The problem:
From the listing below, extract every line containing "Please".

╭─ Information

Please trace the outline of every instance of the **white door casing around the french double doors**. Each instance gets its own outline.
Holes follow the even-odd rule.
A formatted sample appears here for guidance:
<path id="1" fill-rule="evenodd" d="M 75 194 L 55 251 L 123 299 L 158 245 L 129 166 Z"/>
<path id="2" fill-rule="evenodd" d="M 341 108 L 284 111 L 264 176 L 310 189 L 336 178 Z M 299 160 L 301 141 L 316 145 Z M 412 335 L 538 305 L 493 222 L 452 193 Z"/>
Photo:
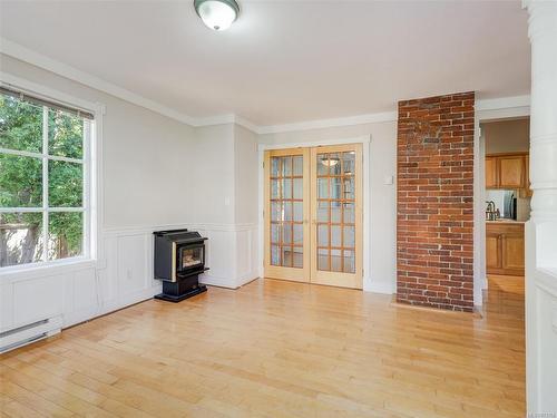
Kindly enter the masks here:
<path id="1" fill-rule="evenodd" d="M 371 283 L 371 233 L 373 225 L 371 223 L 371 176 L 370 176 L 370 156 L 371 156 L 371 135 L 364 135 L 352 138 L 340 138 L 340 139 L 324 139 L 324 140 L 313 140 L 313 142 L 300 142 L 300 143 L 281 143 L 281 144 L 258 144 L 258 231 L 257 231 L 257 265 L 260 266 L 260 278 L 264 278 L 264 254 L 265 254 L 265 221 L 263 217 L 263 211 L 265 208 L 265 171 L 263 168 L 263 163 L 265 161 L 265 150 L 272 149 L 286 149 L 286 148 L 299 148 L 299 147 L 317 147 L 317 146 L 330 146 L 330 145 L 344 145 L 344 144 L 362 144 L 362 201 L 363 201 L 363 213 L 362 213 L 362 289 L 363 291 L 372 291 Z"/>

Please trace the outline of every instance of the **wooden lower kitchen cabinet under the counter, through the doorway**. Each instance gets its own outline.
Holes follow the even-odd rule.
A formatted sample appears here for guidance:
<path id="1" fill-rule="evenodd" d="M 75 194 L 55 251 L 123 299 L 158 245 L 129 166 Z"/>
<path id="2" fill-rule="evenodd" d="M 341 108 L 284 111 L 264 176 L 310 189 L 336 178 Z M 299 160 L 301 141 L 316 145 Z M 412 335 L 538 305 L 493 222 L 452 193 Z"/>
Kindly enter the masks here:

╰─

Response:
Please trace the outline of every instance of the **white door casing around the french double doors**. Each instance gets its own outline.
Please trace the outline of every instance of the **wooden lower kitchen cabinet under the counter, through the doorway**. Each instance gets its own outline.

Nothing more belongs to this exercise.